(What the task asks) Beginning with the line containing "the suit lapel." and ending with the last line of the entries below, copy each line exactly and nothing else.

(Material provided)
===
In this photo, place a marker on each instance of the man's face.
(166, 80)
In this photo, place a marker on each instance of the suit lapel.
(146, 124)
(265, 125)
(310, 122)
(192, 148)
===
(Exercise response)
In this photo, place a marker on each instance of the suit lapel.
(146, 124)
(265, 125)
(310, 122)
(192, 148)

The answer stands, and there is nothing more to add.